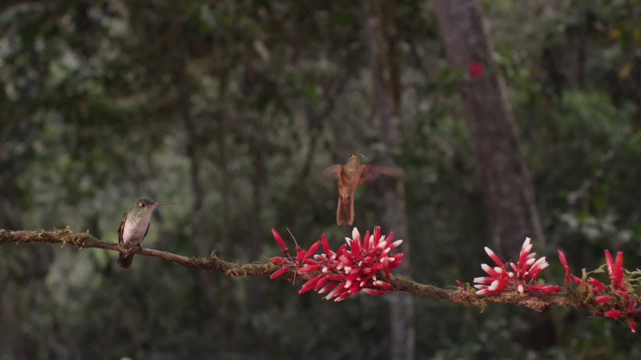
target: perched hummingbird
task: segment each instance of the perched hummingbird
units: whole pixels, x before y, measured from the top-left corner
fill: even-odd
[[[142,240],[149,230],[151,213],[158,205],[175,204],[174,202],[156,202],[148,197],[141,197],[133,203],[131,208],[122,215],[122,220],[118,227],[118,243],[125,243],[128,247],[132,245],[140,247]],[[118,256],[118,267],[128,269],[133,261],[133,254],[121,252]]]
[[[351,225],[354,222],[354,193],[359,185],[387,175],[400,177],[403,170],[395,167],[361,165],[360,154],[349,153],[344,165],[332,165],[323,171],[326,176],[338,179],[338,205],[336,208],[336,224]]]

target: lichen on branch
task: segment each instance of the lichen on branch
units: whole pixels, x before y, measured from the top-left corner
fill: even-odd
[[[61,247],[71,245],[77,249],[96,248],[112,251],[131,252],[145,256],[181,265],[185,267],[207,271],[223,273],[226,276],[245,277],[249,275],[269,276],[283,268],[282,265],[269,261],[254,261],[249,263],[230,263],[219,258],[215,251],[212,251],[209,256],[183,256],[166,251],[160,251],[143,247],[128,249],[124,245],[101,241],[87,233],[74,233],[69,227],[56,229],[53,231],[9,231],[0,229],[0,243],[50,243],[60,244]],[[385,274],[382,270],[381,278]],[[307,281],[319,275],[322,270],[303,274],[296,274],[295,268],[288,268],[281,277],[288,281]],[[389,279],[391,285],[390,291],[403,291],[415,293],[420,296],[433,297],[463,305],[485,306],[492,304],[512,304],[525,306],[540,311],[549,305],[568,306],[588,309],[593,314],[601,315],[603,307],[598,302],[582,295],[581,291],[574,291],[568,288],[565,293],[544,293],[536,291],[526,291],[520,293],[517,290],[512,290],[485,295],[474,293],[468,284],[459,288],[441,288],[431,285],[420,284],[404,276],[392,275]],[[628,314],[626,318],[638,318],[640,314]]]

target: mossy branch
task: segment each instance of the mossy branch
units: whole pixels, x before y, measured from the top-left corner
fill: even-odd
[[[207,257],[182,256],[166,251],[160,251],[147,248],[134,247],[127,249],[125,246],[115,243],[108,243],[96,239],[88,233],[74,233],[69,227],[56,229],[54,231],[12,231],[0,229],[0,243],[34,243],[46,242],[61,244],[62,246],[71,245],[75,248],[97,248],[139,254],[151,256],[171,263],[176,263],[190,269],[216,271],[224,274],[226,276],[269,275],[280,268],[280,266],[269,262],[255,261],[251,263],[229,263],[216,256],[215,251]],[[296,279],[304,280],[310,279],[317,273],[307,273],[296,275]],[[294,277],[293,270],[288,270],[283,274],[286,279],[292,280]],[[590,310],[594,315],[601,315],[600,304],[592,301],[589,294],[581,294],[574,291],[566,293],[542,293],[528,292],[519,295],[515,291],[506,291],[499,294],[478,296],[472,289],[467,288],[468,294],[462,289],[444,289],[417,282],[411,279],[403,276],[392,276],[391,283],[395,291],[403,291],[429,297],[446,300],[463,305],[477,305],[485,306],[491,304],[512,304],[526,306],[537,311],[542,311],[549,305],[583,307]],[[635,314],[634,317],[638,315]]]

####################

» **Written request**
Repeat the full listing above exactly, with no pictures in the copy.

» **Result of this exercise**
target: perched hummingbird
task: segment each instance of the perched hummingbird
units: whole pixels, x before y, measured from the top-left corner
fill: even-odd
[[[142,240],[149,230],[151,213],[158,205],[175,204],[174,202],[156,202],[148,197],[141,197],[133,203],[131,208],[122,215],[122,220],[118,227],[118,243],[125,243],[128,247],[132,245],[140,247]],[[118,256],[118,267],[128,269],[133,261],[133,254],[121,252]]]
[[[351,225],[354,222],[354,193],[359,185],[387,175],[400,177],[403,170],[395,167],[361,165],[360,154],[349,153],[344,165],[332,165],[323,171],[326,176],[338,179],[338,205],[336,208],[336,224]]]

target: lichen on branch
task: segment each instance of the lichen on branch
units: whole pixels, x before y, measured from the top-left corner
fill: even-odd
[[[61,247],[71,245],[77,249],[96,248],[112,251],[131,252],[145,256],[181,265],[185,267],[207,271],[223,273],[226,276],[245,277],[249,275],[269,276],[283,268],[282,265],[269,261],[254,261],[249,263],[230,263],[219,258],[215,251],[212,251],[209,256],[183,256],[166,251],[160,251],[143,247],[128,249],[124,245],[101,241],[87,233],[74,233],[69,227],[56,229],[53,231],[9,231],[0,229],[0,243],[50,243],[60,244]],[[385,274],[382,270],[381,278]],[[307,281],[319,275],[322,270],[303,274],[296,274],[295,268],[288,268],[281,277],[288,281]],[[389,279],[391,285],[390,291],[403,291],[415,293],[420,296],[433,297],[463,305],[485,306],[492,304],[512,304],[525,306],[540,311],[549,305],[568,306],[588,309],[593,314],[601,315],[603,307],[598,302],[582,295],[581,291],[574,291],[568,288],[565,293],[544,293],[536,291],[526,291],[520,293],[517,290],[512,290],[485,295],[474,293],[468,284],[459,288],[441,288],[431,285],[420,284],[404,276],[392,275]],[[628,314],[626,318],[638,318],[640,314]]]

target: mossy branch
task: segment each instance of the mossy branch
units: whole pixels, x before y, measured from the top-left corner
fill: even-odd
[[[207,257],[182,256],[166,251],[160,251],[147,248],[134,247],[127,249],[125,246],[115,243],[108,243],[96,239],[88,233],[74,233],[69,227],[56,229],[54,231],[12,231],[0,229],[0,243],[34,243],[46,242],[61,244],[62,246],[71,245],[75,248],[97,248],[139,254],[151,256],[171,263],[176,263],[190,269],[216,271],[224,274],[226,276],[269,275],[280,268],[280,266],[269,262],[255,261],[251,263],[229,263],[216,256],[215,251]],[[296,279],[304,280],[310,279],[317,273],[307,273],[296,275]],[[294,277],[293,270],[288,270],[283,274],[286,279],[292,280]],[[590,310],[594,315],[601,315],[600,304],[592,301],[589,294],[581,294],[574,291],[566,293],[542,293],[528,292],[519,295],[515,291],[506,291],[499,294],[478,296],[472,289],[467,288],[468,294],[462,289],[444,289],[417,282],[411,279],[403,276],[392,276],[391,283],[395,291],[403,291],[429,297],[446,300],[463,305],[477,305],[485,306],[491,304],[512,304],[526,306],[537,311],[542,311],[549,305],[583,307]],[[635,314],[634,317],[638,315]]]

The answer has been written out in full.